Source:
Au-delà de la souffrance qu'elle génère, la crise récurrente de l'agriculture et plus généralement d'une grande partie de l'économie bretonne appelle les réflexions suivantes. Cette crise économique est avant tout d'ordre structurel. Elle résulte largement de la discordance entre le fondement libéral et communautaire de libre circulation des marchandises, renforcé par la monnaie unique, et les distorsions de concurrence générées par l'absence d'harmonisation fiscale et sociale sur le territoire de l'Union européenne. Notre économie bretonne souffre des pesanteurs inhérentes à la sur-fiscalité française comme à la législation sociale plus avantageuse qu'ailleurs. La réglementation en vigueur, dans sa complexité, est une entrave permanente au développement de nos territoires.
Au final, la libre concurrence proclamée se retrouve biaisée dans son application.
Et les perspectives s'avèrent plutôt sombres car on s'évertue à traiter un problème structurel par des mesures conjoncturelles, destinées à gagner du temps.
L'harmonisation fiscale et sociale au sein de l'Union européenne est une nécessité vitale pour la Bretagne. Mais comment la France menacée par la sclérose et l'hypertrophie de sa sphère publique abaisserait-elle durablement les charges pour les mettre au niveau de nos principaux concurrents ? Comment saurait-elle aménager la législation sociale lorsqu'elle ne cesse d'exalter le besoin de protection ?
La Bretagne est désormais confrontée à un implacable processus d'étouffement de son économie, en raison d'un cadre juridique inadapté à ses particularités comme à ses innombrables atouts, au grand bénéfice d'autres territoires de l'Union européenne.
Mais n'est-ce pas d'un processus d'étouffement comparable dont pâtissent la culture et la langue bretonne ?
Là aussi, nous subissons la même discordance entre le principe républicain d'égalité et sa déclinaison linguistique et culturelle, à savoir l'inégalité des langues et des cultures au nom de l'unicité proclamée du peuple français..

Enregistrements du corpus:
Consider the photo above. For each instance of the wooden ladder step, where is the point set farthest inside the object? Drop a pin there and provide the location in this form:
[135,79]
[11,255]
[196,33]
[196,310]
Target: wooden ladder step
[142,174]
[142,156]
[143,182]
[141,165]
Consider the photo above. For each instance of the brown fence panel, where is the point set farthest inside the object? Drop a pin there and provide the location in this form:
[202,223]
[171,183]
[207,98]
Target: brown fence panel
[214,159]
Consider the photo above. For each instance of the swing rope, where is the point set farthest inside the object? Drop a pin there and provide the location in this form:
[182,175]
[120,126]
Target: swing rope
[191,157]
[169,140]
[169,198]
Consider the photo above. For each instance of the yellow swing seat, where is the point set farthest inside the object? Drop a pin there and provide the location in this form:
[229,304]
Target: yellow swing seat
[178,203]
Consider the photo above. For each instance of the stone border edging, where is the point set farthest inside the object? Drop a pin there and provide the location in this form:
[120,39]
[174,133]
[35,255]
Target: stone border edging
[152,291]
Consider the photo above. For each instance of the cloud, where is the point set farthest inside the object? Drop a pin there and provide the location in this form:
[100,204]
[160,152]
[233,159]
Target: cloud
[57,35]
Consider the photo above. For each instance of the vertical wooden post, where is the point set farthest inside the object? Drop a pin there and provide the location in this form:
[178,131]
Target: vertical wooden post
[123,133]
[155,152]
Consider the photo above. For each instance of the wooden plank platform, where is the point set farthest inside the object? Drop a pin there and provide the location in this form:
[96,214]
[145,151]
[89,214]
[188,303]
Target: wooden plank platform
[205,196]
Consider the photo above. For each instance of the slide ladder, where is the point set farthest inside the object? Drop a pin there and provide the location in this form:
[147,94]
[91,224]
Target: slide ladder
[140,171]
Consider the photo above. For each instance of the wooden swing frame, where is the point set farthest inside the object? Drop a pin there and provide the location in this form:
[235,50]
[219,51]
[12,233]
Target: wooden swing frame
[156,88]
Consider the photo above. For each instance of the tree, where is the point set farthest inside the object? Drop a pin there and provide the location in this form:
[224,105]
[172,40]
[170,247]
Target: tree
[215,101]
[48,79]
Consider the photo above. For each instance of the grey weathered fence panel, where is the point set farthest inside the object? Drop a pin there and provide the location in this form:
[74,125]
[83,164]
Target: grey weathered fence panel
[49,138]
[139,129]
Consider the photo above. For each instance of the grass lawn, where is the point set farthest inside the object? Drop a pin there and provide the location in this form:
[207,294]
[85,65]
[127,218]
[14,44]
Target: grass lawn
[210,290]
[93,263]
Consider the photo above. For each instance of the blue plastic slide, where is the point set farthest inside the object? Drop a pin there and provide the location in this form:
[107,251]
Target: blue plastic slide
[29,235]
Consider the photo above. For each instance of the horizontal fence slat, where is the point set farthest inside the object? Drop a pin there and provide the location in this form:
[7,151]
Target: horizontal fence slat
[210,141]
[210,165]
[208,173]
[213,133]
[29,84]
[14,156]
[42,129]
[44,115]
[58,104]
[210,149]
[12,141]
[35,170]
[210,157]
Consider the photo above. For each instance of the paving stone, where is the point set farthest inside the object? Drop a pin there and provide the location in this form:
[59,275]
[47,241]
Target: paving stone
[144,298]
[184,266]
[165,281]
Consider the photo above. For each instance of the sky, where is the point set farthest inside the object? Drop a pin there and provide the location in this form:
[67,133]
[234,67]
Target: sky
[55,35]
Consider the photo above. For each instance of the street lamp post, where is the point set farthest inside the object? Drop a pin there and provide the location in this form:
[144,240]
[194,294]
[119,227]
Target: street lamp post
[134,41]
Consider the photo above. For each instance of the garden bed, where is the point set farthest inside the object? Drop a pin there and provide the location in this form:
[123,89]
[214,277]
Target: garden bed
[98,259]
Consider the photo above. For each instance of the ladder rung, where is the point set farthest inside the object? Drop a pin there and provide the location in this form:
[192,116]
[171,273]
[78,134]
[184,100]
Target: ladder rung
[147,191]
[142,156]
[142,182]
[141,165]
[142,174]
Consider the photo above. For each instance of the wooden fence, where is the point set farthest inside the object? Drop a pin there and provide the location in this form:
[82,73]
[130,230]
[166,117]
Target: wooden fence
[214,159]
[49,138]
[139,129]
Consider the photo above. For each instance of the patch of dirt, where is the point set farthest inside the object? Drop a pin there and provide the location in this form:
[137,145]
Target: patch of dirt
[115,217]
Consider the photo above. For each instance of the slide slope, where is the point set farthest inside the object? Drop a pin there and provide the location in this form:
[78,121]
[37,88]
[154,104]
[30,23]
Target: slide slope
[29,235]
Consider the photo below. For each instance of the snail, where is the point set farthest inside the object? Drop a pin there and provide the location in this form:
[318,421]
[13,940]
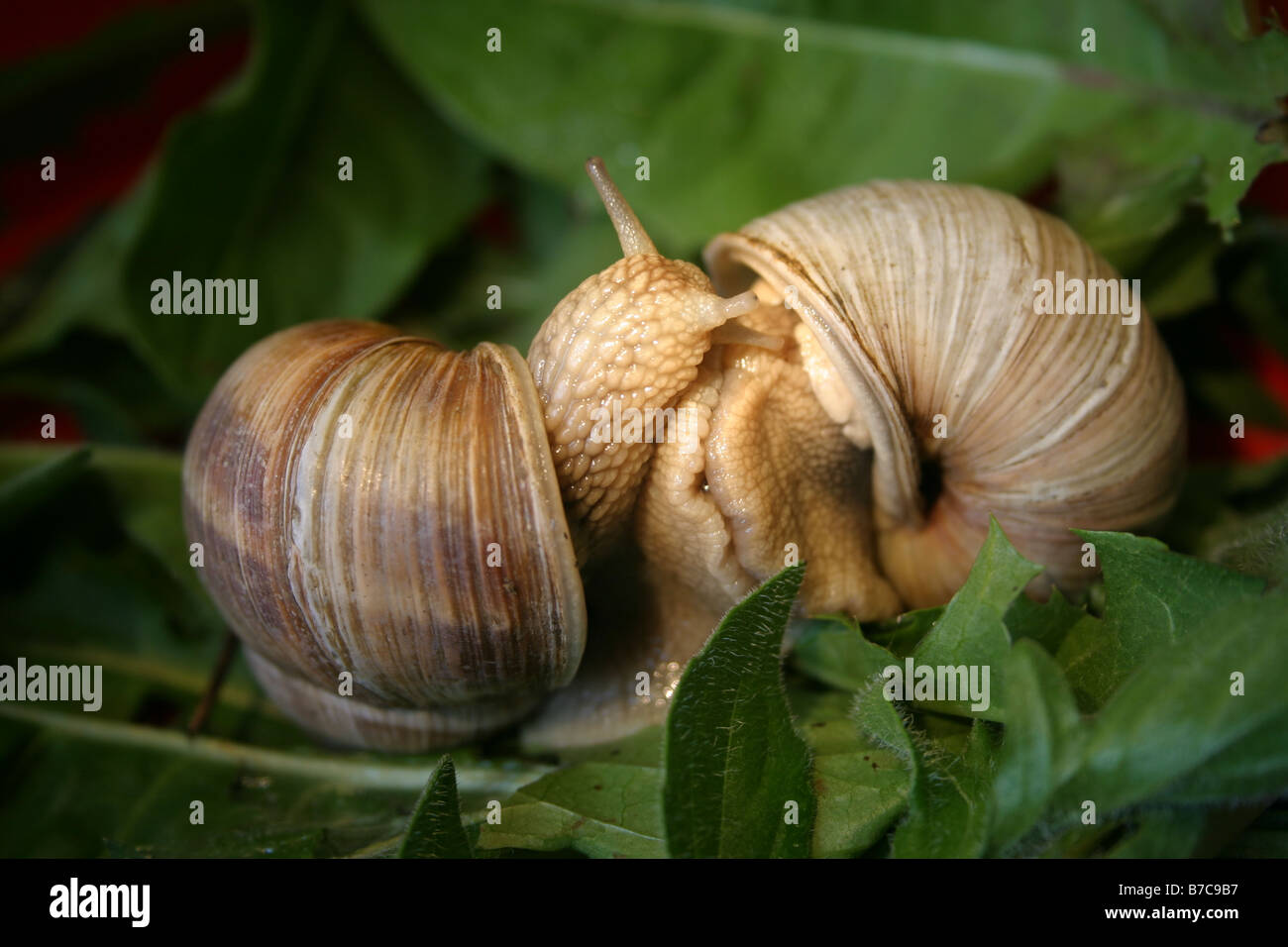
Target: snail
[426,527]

Consigne écrite A: D'après le texte sur l'économie bretonne, de quel ordre la crise économique est-elle avant tout ?
Consigne écrite B: Recopiez les enregistrements depuis la ligne qui contient « slide slope, where » jusqu'à la fin des enregistrements, les deux bornes comprises. Laissez les images de côté.
Les enregistrements sont sans aucun lien avec le texte sur l'économie bretonne.

Réponse rédigée A: Elle est avant tout d'ordre structurel.

Réponse rédigée B:
Consider the photo above. For each instance of the slide slope, where is the point set farthest inside the object? Drop a pin there and provide the location in this form:
[78,121]
[37,88]
[154,104]
[30,23]
Target: slide slope
[29,235]
Consider the photo below. For each instance of the snail, where is the point set farthest inside the object? Drop a pin there and provide the location in this form:
[318,421]
[13,940]
Target: snail
[426,527]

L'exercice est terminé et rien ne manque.